DOCUMENT SECTION:
In the recent decision of Tartell v South Florida Sinus and Allergy Center et al (11th Circuit 2015)(Available Here), the Court reversed the district court’s decision in favor of Dr. Paul Tartell. This case stemmed from an apparent aggrieved set of doctors (Dr. Paul Tartell and Dr. Lee Mandel) who practiced together for 13 years. Dr. Tartell alleges, that shortly after the business relationship ended, that Dr. Mandel registered six domain names with different variations of Dr. Tartell’s name, which included redirecting those domain names to Mandel’s new practice website and the purchase of Google Adwords in connection with Dr Tartell’s name. As a result, Dr. Tartell sued for cybersquatting 15 U.S.C. 1125(d), false designation of origin and unfair competition. The day after the lawsuit was filed, Dr Mandel cancelled the domain registrations. Interestingly the 11th Circuit echoed and reiterated that the lower court recognized the apparent ridiculousness of the parties. “But as the district court aptly described, ‘this action continued all the way through [a four-day bench] trial because Dr. Mandel refused to take responsibility for his antics while Dr. Tartell sought a statutory windfall for a short-lived and largely pointless deceit.’” The District Court entered judgment in favor of Dr. Tartell, of $1,000 statutory damages for each claim of cybersquatting.

APPLY WHAT YOU READ:
#1 According to the Tartell case summary, for how many years did Dr. Tartell and Dr. Mandel practice together?
#2 Continue the Tartell case summary from its final sentence.

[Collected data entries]
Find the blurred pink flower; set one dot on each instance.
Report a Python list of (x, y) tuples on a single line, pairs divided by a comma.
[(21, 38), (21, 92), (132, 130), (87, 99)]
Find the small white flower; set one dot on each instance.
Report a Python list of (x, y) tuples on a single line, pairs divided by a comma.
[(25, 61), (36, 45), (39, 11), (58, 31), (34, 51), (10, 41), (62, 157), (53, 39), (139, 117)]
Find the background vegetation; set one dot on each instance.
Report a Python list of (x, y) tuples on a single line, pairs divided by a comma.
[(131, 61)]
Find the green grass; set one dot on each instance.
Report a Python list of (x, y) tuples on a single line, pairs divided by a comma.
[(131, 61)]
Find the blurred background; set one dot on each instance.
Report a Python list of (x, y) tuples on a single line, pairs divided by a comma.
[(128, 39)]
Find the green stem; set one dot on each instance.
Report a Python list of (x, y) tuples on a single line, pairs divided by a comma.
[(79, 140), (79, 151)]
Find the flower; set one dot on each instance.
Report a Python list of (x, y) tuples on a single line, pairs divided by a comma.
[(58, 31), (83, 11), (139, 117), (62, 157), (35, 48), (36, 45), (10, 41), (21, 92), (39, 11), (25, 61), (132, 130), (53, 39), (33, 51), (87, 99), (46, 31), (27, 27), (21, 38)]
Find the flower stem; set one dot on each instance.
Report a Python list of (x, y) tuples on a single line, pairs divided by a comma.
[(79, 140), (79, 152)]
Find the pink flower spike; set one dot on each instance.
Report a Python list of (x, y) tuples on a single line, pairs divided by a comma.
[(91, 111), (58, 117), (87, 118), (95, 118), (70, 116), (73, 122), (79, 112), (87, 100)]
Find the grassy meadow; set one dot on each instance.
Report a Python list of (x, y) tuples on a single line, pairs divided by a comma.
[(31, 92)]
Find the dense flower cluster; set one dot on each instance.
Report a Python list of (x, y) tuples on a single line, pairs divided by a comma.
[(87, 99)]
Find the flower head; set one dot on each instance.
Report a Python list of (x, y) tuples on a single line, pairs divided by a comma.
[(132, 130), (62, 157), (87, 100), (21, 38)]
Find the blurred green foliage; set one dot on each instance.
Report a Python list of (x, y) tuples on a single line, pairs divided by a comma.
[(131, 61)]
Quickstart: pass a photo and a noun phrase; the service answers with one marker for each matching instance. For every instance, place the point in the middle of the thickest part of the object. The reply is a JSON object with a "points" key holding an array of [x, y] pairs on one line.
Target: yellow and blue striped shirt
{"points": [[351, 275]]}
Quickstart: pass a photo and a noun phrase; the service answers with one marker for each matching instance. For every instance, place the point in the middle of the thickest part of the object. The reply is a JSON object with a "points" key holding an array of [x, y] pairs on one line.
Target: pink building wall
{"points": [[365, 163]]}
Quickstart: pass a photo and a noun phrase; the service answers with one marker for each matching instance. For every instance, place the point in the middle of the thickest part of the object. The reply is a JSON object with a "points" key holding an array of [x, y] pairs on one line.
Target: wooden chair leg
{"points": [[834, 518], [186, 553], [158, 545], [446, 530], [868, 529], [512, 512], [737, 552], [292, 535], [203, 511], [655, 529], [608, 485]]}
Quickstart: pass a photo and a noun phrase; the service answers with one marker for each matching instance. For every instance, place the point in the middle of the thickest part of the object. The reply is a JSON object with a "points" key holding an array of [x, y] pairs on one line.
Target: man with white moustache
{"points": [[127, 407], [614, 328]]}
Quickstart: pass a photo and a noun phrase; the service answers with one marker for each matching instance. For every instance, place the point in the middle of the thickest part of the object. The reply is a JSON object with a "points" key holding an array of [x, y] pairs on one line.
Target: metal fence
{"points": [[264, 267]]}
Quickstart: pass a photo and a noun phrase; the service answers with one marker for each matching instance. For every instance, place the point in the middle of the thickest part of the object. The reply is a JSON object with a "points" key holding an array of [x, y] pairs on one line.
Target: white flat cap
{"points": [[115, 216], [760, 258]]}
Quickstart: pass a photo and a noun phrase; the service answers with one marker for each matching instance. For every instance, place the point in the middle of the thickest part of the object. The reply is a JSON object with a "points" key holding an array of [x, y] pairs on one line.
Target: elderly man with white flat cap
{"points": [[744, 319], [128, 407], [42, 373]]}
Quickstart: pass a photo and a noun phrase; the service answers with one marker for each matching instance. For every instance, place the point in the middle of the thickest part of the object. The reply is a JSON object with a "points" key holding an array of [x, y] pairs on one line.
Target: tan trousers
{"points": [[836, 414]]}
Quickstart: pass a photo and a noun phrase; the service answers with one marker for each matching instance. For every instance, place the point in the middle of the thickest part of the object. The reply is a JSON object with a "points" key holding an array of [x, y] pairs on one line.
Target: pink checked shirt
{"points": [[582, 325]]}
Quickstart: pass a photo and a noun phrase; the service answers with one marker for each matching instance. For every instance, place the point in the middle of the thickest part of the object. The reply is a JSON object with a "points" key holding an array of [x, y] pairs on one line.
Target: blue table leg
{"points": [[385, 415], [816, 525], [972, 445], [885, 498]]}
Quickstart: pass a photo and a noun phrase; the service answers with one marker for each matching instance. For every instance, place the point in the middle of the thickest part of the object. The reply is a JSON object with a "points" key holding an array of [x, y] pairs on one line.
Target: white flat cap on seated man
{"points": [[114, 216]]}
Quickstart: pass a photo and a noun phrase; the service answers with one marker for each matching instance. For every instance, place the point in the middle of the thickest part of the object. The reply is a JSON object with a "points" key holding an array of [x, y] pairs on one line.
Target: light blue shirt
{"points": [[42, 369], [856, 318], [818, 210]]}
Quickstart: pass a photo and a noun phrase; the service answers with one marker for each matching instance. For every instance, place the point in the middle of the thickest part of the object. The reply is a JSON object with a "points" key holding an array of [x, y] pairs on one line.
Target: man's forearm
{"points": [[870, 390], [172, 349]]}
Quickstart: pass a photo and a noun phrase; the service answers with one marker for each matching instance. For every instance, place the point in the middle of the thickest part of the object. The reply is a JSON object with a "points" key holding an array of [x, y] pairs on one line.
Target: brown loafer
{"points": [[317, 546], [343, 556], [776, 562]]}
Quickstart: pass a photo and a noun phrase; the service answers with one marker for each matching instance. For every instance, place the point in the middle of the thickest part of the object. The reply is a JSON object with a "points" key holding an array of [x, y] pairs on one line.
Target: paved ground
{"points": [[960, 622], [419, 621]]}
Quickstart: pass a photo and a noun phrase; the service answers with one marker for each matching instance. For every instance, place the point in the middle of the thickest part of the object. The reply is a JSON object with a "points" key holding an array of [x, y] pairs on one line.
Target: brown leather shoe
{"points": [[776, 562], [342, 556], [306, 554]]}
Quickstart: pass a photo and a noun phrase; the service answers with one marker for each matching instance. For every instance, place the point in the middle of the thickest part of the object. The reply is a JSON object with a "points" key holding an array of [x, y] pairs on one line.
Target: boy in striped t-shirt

EXPECTED OUTPUTS:
#1 13 years.

#2
The Court focused its decision on whether Dr. Tartell adequately proved that his name acquired secondary meaning. The Court found that the District Court made no specific findings as to the factors that should be considered in whether a mark has acquired secondary meaning. Specifically, the Court focused on the Conagra, Inc. v. Singleton, 743 F.2d 1508,(11th Cir. 1984) factors to determine if circumstantial evidence could esatblish that a mark acquired secondary meaning. Those factors include: (1) the length and nature of the name’s use, (2) the nature and extent of advertising and promotion of the name, (3) the efforts of the proprietor to promote a conscious connection between the name and the business, and (4) the degree of actual recognition by the public that the name designates the proprietor’s product or service.
Ultimately, the Court found that the lower court erred in finding that Dr. Tartell name had acquired secondary meaning. “Because Dr. Tartell offered no consumer surveys, he had to rely on circumstantial evidence to prove that his name had acquired secondary meaning. Although Dr. Tartell produced some evidence relevant to the Conagra factors, he failed to produce any substantial evidence of what his name ‘denotes to the consumer.’” The Court explained that evidence of Dr. Tartell’s reputation amongst his peers was not relevant for secondary meaning amongst consumers. The Court focused on the fourth Conagra factor, namely the degree of actual recognition by the public. “The only evidence related to this factor was Dr. Tartell’s self-serving testimony that some patients told him that they selected him because of his articles and that ‘everybody that [went to the Bank Atlantic Center] knew that [he was] the voice doctor.’ But Dr. Tartell’s ‘generalized self-serving statements as to [his] reputation . . . add no material evidence . . . that is relevant to the secondary-meaning inquiry…’”
The Court reversed the lower court decision and found judgment in favor of Dr. Mandel.